Source:
□ □ □

NYC second to last among cities in student progress on the NAEPs since 2003


Class Size Matters has done a detailed analysis of the trend in student achievement in NYC since 2003, when Mayor Bloomberg's educational policies were first implemented, as measured by the NAEPs - the national assessment carried out every two years by the federal government in 4th and 8th grade English and math.  
Despite the DOE's claims of great progress when the latest NAEP scores were released in December, our analysis shows that NYC came out next to last among the 10 large cities tested over this period, plus the large city category (all cities above 250,000 inhabitants) when the gains of our racial, ethnic and economic subgroups are averaged and compared to their peers elsewhere.  The only city to make less progress was Cleveland.
The gains in NYC have been particularly minimal among White, Hispanic, and non-free lunch students, all of whom dropped in their relative position compared to these same subgroups in other cities - falling especially sharply at the 8th grade level.  White students made the smallest gains compared to their peers in other cities in both 8th grade reading and math; Hispanics in 8th grade math.  In fact, Asians were the only NYC subgroup to increase their relative ranking at any level, compared to their peers in other cities. 
The performance of non-poor students has been particularly disastrous.  NYC is only city in which our non-poor students scored lower in 2011 than in 2003 in any category. The proficiency levels of NYC non-poor students also dropped sharply in both 8th grade reading and math.  (This is the one point extracted from our analysis in today's Daily News, though the article fails to attribute its source. The article also featured the DOE's claim to have improved results for non-poor students; though this group also made fewer gains than their peers in many other cities over this period.)
What else do our findings suggest? Clearly, mayoral control is no panacea, as the two cities that have made the least progress since 2003 on the NAEPs, NYC and Cleveland, both feature this governance system.  Moreover, the administration's free-market strategies of high-stakes accountability, school report cards, "fair student funding", principal empowerment, and the closing of more than one hundred schools & the opening of more than 400 new schools and charters, while allowing class sizes to increase, have not worked to increase student achievement compared to cities elsewhere.

□ □ □

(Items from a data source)
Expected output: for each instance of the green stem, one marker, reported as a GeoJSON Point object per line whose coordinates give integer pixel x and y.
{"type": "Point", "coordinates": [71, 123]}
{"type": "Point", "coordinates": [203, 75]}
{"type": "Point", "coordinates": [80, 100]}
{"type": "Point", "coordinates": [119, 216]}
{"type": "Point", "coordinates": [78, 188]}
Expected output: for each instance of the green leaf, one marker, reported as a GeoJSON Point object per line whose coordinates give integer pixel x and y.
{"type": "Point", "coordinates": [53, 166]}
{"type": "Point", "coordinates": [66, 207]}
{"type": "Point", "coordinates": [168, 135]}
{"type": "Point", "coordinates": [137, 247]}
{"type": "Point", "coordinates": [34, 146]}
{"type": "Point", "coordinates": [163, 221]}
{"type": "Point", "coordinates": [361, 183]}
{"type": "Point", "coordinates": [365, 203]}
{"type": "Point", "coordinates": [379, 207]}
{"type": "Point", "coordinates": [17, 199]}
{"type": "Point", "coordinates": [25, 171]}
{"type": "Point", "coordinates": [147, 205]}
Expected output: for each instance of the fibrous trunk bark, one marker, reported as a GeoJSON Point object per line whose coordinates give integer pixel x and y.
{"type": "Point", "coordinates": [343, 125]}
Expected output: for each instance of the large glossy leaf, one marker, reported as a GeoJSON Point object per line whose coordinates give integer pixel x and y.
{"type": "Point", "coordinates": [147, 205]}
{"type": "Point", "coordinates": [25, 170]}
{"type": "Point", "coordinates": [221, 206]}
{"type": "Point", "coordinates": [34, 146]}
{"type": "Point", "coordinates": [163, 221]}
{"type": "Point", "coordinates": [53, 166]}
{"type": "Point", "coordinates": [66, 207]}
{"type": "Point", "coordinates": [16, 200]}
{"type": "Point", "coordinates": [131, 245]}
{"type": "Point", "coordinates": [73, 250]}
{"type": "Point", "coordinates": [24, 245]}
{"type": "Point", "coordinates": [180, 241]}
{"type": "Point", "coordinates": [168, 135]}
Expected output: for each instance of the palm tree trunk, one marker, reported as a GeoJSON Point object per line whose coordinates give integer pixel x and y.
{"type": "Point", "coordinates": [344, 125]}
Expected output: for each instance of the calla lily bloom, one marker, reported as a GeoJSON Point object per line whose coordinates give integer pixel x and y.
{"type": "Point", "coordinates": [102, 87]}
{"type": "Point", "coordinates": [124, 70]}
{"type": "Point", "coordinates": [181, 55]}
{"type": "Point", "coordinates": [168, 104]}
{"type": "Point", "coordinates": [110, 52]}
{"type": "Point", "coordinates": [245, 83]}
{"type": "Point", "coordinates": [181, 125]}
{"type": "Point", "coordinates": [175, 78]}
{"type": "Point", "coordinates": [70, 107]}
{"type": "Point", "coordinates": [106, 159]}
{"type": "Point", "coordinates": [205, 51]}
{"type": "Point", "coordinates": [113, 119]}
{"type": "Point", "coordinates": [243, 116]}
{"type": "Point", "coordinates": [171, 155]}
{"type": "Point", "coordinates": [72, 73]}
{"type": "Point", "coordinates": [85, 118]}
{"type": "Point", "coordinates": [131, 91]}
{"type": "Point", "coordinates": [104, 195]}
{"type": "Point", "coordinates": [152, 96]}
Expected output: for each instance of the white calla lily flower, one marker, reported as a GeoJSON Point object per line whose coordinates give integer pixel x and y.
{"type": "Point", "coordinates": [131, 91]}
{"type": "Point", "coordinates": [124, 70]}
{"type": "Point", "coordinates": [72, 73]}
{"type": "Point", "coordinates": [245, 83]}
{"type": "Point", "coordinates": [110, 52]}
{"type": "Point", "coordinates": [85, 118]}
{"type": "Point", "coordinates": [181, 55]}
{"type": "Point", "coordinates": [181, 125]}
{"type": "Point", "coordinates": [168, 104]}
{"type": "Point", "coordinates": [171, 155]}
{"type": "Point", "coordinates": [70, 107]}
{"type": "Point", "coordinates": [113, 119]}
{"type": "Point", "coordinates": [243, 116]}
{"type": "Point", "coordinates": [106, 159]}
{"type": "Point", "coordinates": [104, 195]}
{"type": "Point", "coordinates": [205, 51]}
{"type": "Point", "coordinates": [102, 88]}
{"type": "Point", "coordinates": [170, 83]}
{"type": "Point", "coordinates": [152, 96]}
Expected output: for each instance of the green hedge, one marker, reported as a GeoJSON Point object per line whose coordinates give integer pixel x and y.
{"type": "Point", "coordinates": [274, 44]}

□ □ □

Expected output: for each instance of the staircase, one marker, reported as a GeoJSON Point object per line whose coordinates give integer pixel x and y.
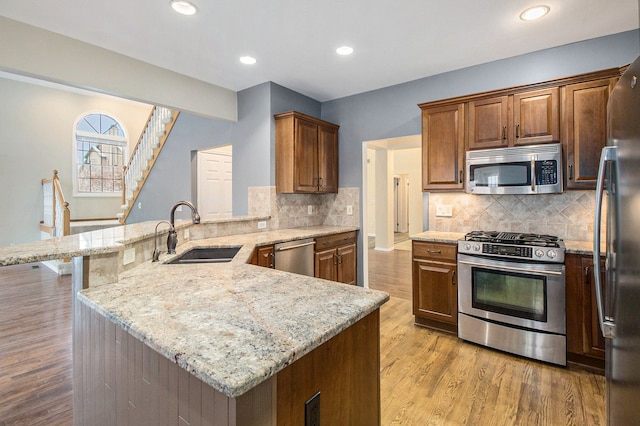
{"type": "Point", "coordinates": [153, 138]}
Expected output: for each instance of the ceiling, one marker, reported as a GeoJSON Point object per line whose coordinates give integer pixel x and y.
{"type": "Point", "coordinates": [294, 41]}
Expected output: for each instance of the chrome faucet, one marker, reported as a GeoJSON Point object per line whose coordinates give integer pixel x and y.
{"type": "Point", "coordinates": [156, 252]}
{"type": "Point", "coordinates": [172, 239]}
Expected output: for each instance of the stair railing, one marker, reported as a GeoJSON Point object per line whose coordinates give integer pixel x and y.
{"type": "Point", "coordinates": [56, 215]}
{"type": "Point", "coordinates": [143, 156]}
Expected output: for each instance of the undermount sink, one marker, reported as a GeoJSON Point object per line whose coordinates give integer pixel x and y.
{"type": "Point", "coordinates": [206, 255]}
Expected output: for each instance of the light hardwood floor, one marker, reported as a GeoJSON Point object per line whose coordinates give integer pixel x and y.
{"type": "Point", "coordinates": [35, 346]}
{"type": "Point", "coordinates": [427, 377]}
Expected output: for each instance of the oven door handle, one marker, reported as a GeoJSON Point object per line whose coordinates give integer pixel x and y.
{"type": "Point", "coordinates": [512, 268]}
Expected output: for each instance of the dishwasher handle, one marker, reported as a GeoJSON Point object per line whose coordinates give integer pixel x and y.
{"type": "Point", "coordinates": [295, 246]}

□ □ □

Exercise prompt: Carry on the article about New York City's NAEP progress since 2003, writing the paragraphs that come after its last sentence. The items are separate material and stand apart from the text.

Task answer:
Our power point, with lots of user-friendly graphs to illustrate our findings, is below; it is also posted on our website, if this version is too hard to see.  Our presentation also contains rebuttals of specific claims made by DOE about the city's NAEP results.  Please post your observations or questions in the comment section.  Thanks!


NAEP Power Point Version 2011

3 comments:

Anonymous said...

I am not surprised by these results. I have thought for a while that the push to improve education for poor kids has been done at the expense of middle class kids. Don't get me wrong, I think it's important to improve schools for all students but not on the backs of middle class kids. This year, for the first time ever, I decided to move my son to private school. Class size is the main factor for the move but I also find the curriculum ridiculous. Middle class kids (and I don't mean white kids, I mean middle class) need different supports than poor kids. For example, my son gets sent home with a reading log that we have to fill out each evening to document that he is reading for half an hour each evening. My kid reads for hours. It's completely unnecessary. What he hasn't done is read a book with the rest of his class and discussed it. Instead he reads on his own in class and uses post-its to highlight important information. These techniques are designed for kids who have trouble reading but have been exported wholesale to everyone. I could go on but the bottom line is the mayor should wake up. If the middle class realizes they don't have good schools to send their children to, all children will suffer.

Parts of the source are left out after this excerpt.